• _What to work on_
Show every line below that contains the string "pink".

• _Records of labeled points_
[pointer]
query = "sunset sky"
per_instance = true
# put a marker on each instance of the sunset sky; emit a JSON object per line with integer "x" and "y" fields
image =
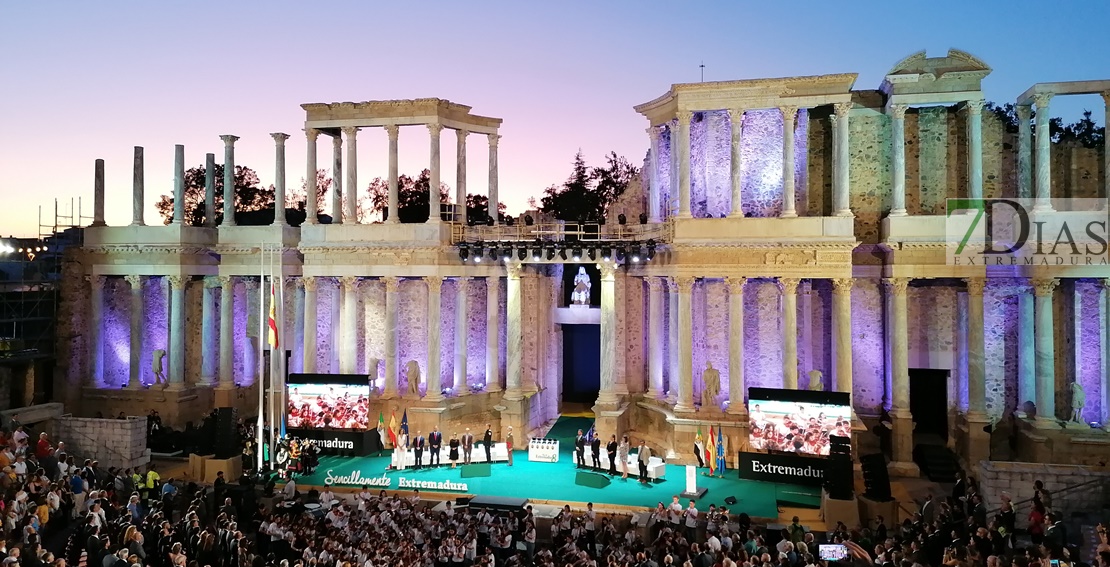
{"x": 87, "y": 80}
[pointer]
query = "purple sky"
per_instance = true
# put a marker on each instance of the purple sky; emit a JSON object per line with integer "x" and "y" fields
{"x": 92, "y": 81}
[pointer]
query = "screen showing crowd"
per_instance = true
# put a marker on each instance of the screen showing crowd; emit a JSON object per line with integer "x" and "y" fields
{"x": 797, "y": 427}
{"x": 331, "y": 406}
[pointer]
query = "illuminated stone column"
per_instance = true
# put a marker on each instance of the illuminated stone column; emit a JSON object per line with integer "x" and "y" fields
{"x": 1046, "y": 352}
{"x": 229, "y": 179}
{"x": 1043, "y": 166}
{"x": 736, "y": 211}
{"x": 841, "y": 201}
{"x": 898, "y": 151}
{"x": 789, "y": 203}
{"x": 684, "y": 163}
{"x": 736, "y": 346}
{"x": 654, "y": 336}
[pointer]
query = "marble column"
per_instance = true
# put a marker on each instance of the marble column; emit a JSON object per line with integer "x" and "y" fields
{"x": 434, "y": 392}
{"x": 392, "y": 286}
{"x": 685, "y": 284}
{"x": 210, "y": 358}
{"x": 736, "y": 347}
{"x": 229, "y": 180}
{"x": 684, "y": 163}
{"x": 280, "y": 178}
{"x": 514, "y": 338}
{"x": 736, "y": 210}
{"x": 311, "y": 208}
{"x": 898, "y": 151}
{"x": 789, "y": 310}
{"x": 461, "y": 175}
{"x": 351, "y": 201}
{"x": 138, "y": 183}
{"x": 134, "y": 373}
{"x": 1043, "y": 164}
{"x": 1046, "y": 352}
{"x": 654, "y": 337}
{"x": 841, "y": 193}
{"x": 841, "y": 334}
{"x": 493, "y": 203}
{"x": 226, "y": 332}
{"x": 789, "y": 121}
{"x": 461, "y": 326}
{"x": 434, "y": 174}
{"x": 607, "y": 395}
{"x": 394, "y": 201}
{"x": 493, "y": 334}
{"x": 98, "y": 193}
{"x": 175, "y": 376}
{"x": 96, "y": 333}
{"x": 179, "y": 184}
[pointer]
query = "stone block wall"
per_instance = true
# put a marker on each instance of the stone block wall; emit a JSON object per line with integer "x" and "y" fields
{"x": 114, "y": 443}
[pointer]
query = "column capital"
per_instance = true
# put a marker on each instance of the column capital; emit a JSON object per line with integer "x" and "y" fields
{"x": 1043, "y": 287}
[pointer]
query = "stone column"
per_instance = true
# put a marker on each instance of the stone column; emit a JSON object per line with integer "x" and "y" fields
{"x": 461, "y": 333}
{"x": 898, "y": 150}
{"x": 1046, "y": 352}
{"x": 789, "y": 203}
{"x": 392, "y": 285}
{"x": 493, "y": 178}
{"x": 137, "y": 190}
{"x": 98, "y": 193}
{"x": 685, "y": 344}
{"x": 177, "y": 371}
{"x": 392, "y": 131}
{"x": 789, "y": 306}
{"x": 311, "y": 208}
{"x": 684, "y": 163}
{"x": 514, "y": 340}
{"x": 736, "y": 211}
{"x": 226, "y": 332}
{"x": 1043, "y": 166}
{"x": 134, "y": 374}
{"x": 654, "y": 336}
{"x": 434, "y": 174}
{"x": 841, "y": 331}
{"x": 336, "y": 179}
{"x": 975, "y": 148}
{"x": 351, "y": 210}
{"x": 229, "y": 180}
{"x": 493, "y": 334}
{"x": 280, "y": 178}
{"x": 349, "y": 328}
{"x": 461, "y": 176}
{"x": 96, "y": 334}
{"x": 736, "y": 346}
{"x": 179, "y": 184}
{"x": 210, "y": 358}
{"x": 841, "y": 201}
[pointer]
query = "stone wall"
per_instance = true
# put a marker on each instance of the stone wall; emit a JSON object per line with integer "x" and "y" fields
{"x": 114, "y": 443}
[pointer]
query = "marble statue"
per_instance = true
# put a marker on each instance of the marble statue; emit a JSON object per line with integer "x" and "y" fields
{"x": 816, "y": 382}
{"x": 710, "y": 385}
{"x": 582, "y": 285}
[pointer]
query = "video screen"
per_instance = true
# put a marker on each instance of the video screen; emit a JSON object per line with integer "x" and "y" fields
{"x": 328, "y": 406}
{"x": 797, "y": 422}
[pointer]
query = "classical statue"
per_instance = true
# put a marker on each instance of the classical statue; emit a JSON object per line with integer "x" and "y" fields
{"x": 582, "y": 285}
{"x": 710, "y": 385}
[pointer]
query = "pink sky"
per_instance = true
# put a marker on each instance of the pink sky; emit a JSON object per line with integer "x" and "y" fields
{"x": 93, "y": 81}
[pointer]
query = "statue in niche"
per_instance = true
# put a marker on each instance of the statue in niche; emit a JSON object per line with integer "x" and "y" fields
{"x": 816, "y": 382}
{"x": 412, "y": 374}
{"x": 582, "y": 285}
{"x": 710, "y": 386}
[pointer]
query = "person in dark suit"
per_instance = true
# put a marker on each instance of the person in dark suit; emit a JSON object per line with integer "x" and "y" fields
{"x": 434, "y": 442}
{"x": 487, "y": 441}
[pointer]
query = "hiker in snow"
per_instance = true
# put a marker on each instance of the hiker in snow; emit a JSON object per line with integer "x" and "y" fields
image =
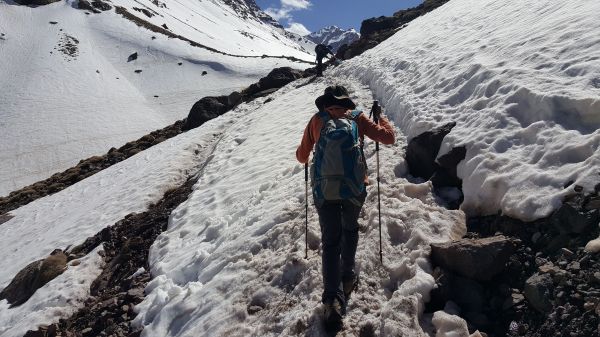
{"x": 338, "y": 175}
{"x": 322, "y": 51}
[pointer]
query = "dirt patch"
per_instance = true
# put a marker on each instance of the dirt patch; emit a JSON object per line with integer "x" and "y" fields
{"x": 157, "y": 29}
{"x": 85, "y": 168}
{"x": 68, "y": 46}
{"x": 120, "y": 286}
{"x": 5, "y": 217}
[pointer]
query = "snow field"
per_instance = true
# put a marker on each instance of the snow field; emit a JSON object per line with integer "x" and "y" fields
{"x": 59, "y": 298}
{"x": 232, "y": 261}
{"x": 83, "y": 209}
{"x": 56, "y": 109}
{"x": 522, "y": 82}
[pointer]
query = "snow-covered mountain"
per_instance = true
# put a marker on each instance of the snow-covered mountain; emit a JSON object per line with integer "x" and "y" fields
{"x": 70, "y": 89}
{"x": 520, "y": 79}
{"x": 334, "y": 36}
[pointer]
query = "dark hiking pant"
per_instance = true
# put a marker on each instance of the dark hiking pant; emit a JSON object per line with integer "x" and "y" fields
{"x": 339, "y": 238}
{"x": 319, "y": 66}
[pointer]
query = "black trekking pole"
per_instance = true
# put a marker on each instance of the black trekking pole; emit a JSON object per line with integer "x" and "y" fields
{"x": 306, "y": 208}
{"x": 376, "y": 119}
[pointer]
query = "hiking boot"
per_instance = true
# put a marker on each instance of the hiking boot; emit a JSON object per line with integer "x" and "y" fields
{"x": 348, "y": 286}
{"x": 333, "y": 316}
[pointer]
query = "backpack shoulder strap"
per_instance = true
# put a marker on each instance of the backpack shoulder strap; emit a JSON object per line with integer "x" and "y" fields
{"x": 354, "y": 114}
{"x": 324, "y": 116}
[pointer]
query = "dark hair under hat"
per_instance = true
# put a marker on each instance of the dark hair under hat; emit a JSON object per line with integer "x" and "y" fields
{"x": 335, "y": 95}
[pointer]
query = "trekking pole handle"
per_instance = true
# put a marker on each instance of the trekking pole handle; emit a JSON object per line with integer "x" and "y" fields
{"x": 306, "y": 210}
{"x": 306, "y": 172}
{"x": 375, "y": 115}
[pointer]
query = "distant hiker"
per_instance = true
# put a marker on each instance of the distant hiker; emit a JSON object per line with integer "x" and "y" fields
{"x": 338, "y": 174}
{"x": 322, "y": 51}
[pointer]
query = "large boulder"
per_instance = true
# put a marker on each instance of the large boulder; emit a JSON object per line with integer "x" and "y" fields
{"x": 477, "y": 259}
{"x": 277, "y": 78}
{"x": 206, "y": 109}
{"x": 423, "y": 149}
{"x": 34, "y": 276}
{"x": 369, "y": 26}
{"x": 467, "y": 293}
{"x": 445, "y": 174}
{"x": 572, "y": 218}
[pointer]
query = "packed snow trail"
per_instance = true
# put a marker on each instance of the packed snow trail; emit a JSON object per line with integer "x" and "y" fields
{"x": 231, "y": 262}
{"x": 72, "y": 215}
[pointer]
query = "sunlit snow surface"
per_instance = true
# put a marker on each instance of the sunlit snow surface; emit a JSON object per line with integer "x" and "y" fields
{"x": 522, "y": 82}
{"x": 231, "y": 261}
{"x": 238, "y": 242}
{"x": 57, "y": 108}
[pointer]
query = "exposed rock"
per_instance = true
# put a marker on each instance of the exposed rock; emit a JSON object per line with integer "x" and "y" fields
{"x": 132, "y": 57}
{"x": 206, "y": 109}
{"x": 35, "y": 2}
{"x": 34, "y": 276}
{"x": 120, "y": 286}
{"x": 376, "y": 30}
{"x": 477, "y": 259}
{"x": 538, "y": 291}
{"x": 234, "y": 99}
{"x": 103, "y": 6}
{"x": 569, "y": 219}
{"x": 277, "y": 78}
{"x": 445, "y": 174}
{"x": 423, "y": 149}
{"x": 369, "y": 26}
{"x": 84, "y": 169}
{"x": 85, "y": 5}
{"x": 468, "y": 294}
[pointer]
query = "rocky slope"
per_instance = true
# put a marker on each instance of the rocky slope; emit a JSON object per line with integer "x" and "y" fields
{"x": 334, "y": 37}
{"x": 375, "y": 30}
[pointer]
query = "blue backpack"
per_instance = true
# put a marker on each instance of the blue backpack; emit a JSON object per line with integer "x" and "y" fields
{"x": 339, "y": 168}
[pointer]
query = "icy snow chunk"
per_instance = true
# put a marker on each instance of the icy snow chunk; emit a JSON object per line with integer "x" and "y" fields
{"x": 59, "y": 298}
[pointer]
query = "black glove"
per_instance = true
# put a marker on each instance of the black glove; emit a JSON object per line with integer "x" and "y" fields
{"x": 376, "y": 112}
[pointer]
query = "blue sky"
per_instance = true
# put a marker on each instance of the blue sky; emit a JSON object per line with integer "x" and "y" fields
{"x": 303, "y": 16}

• _Worked answer_
query = "pink sky"
# put a marker on each instance of the pink sky; emit a JSON object per line with integer "x" and "y" fields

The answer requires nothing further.